Шрифт:
Интервал:
Закладка:
Мы обнаружили на фронтовом контрольном пункте в Плескау, что наша часть уже совершила марш-бросок в район к югу от Дюнабурга. Она была нацелена на открытый фланг русских, которые быстро наступали на Вильно.
Противник многому научился у нас и теперь двигался по тому же маршруту, который мы избрали в 1941 году, к сожалению в противоположном направлении. Первоначально это было направление Вильно — Минск — Витебск — Смоленск. На этот раз русские двигались в направлении Смоленск — Витебск — Минск — Вильно! Боги войны были настроены против нас.
Из солдат «курортного» поезда пришлось сформировать боевые группы на отрезке маршрута Роззиттен — Дюнабург, потому что в районе действовали партизаны. Однако в Дюнабург мы прибыли без происшествий. Нас сразу же переправили в наши части. Невероятно, но все выглядело как в мирное время! Танки были рассредоточены, так сказать, в состоянии произведения ремонта. Экипажи разбили палатки, загорали и писали письма. Естественно, все знали, что такое приятное положение дел не может слишком долго продлиться.

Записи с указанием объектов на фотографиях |
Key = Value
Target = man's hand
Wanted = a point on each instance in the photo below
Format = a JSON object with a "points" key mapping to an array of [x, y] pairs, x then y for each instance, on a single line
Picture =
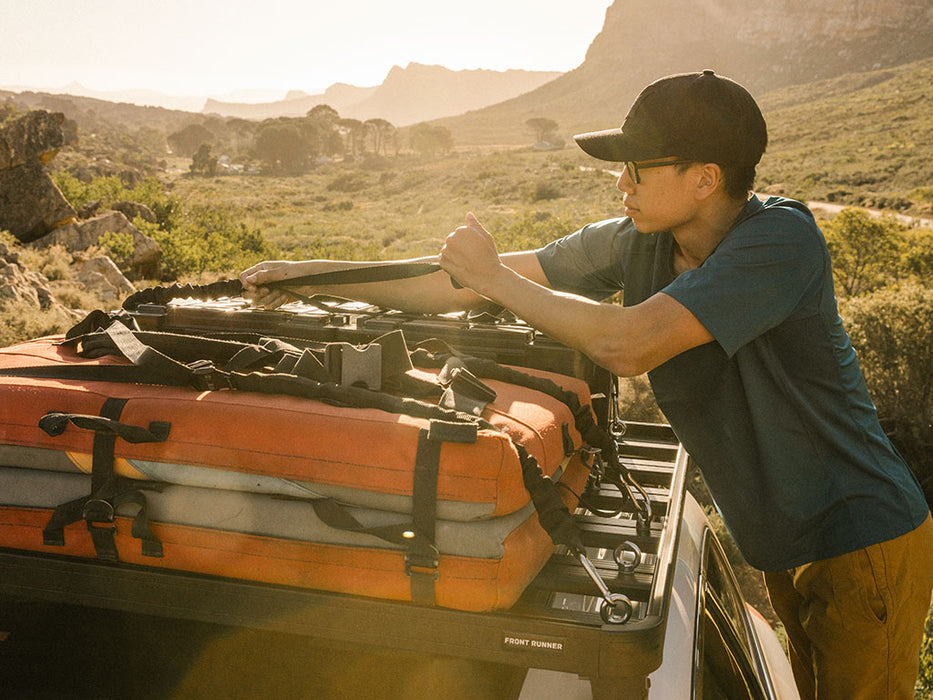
{"points": [[255, 278], [470, 256]]}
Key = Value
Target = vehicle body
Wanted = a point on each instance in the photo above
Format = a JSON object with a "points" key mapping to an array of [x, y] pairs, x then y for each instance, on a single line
{"points": [[689, 633]]}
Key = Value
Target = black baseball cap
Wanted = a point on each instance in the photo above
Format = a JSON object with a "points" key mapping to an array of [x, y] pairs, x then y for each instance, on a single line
{"points": [[693, 116]]}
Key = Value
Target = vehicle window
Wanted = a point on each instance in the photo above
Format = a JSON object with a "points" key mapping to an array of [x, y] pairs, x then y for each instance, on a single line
{"points": [[724, 669]]}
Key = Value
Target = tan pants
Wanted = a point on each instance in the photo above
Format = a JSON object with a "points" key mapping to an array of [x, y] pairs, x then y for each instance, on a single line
{"points": [[855, 622]]}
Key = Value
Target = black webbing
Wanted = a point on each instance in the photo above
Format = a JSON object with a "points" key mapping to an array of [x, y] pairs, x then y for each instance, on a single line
{"points": [[422, 557], [157, 368], [108, 491]]}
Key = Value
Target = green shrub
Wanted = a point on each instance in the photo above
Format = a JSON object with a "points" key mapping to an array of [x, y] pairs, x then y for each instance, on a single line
{"points": [[892, 331], [924, 687], [865, 250], [208, 240]]}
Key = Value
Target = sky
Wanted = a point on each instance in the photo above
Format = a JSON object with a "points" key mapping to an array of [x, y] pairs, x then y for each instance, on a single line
{"points": [[196, 47]]}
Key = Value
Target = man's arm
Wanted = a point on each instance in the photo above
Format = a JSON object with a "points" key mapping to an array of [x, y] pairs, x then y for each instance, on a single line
{"points": [[625, 340], [433, 293]]}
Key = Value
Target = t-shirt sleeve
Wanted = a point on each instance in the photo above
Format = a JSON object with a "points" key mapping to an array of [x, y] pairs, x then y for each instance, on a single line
{"points": [[757, 277], [589, 261]]}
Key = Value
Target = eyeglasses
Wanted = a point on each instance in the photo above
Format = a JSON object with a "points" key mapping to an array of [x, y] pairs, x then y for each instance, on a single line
{"points": [[634, 167]]}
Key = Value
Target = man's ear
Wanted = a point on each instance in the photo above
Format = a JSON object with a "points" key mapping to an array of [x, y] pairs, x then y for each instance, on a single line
{"points": [[710, 179]]}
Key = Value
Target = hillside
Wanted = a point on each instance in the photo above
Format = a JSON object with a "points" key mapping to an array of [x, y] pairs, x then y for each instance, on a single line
{"points": [[765, 47], [408, 95]]}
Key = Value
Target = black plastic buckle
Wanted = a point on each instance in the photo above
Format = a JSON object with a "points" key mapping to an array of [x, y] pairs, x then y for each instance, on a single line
{"points": [[205, 376], [424, 561], [352, 365], [464, 381]]}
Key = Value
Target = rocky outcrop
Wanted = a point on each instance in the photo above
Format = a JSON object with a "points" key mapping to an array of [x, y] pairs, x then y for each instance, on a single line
{"points": [[34, 210], [19, 284], [35, 136], [31, 204], [143, 262], [100, 276]]}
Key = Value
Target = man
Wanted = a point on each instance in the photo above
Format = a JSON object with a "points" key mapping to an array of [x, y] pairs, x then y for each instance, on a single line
{"points": [[729, 306]]}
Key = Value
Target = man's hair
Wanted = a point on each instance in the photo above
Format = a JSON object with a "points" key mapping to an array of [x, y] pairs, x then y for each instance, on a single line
{"points": [[738, 180]]}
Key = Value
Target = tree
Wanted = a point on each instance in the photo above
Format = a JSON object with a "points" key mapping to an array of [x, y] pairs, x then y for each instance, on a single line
{"points": [[281, 146], [429, 140], [203, 163], [865, 250], [355, 135], [380, 130], [186, 141], [325, 119], [545, 129]]}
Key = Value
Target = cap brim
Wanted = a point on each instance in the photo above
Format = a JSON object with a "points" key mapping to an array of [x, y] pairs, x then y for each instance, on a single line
{"points": [[609, 144]]}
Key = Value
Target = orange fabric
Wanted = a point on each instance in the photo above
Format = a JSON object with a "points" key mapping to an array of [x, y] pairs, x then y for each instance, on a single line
{"points": [[289, 437], [463, 583]]}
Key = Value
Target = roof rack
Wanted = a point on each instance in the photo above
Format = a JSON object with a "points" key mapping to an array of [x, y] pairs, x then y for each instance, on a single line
{"points": [[555, 625]]}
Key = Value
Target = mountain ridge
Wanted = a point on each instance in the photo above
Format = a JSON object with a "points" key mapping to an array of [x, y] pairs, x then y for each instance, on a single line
{"points": [[783, 43], [408, 95]]}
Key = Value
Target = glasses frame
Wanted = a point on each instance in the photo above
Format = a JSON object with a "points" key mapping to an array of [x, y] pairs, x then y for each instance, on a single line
{"points": [[633, 167]]}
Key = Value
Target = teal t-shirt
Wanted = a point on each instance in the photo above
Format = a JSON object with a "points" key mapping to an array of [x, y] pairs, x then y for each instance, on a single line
{"points": [[775, 411]]}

Условие задания |
Установите, согласуются ли с фрагментом документа приведенные утверждения. Для каждого дайте ответ «да» или «нет» и подкрепите его дословной цитатой из фрагмента.
1. Ко времени прибытия на фронтовой контрольный пункт в Плескау часть уже совершила марш-бросок в район к югу от Дюнабурга.
2. На пути в Дюнабург поезд подвергся нападению партизан.
3. В 1941 году маршрут проходил в направлении Смоленск — Витебск — Минск — Вильно.
Перечень является самостоятельным материалом и с фрагментом документа не связан.

Ответ |
1. Да: «Мы обнаружили на фронтовом контрольном пункте в Плескау, что наша часть уже совершила марш-бросок в район к югу от Дюнабурга».
2. Нет: «Однако в Дюнабург мы прибыли без происшествий».
3. Нет: «Первоначально это было направление Вильно — Минск — Витебск — Смоленск».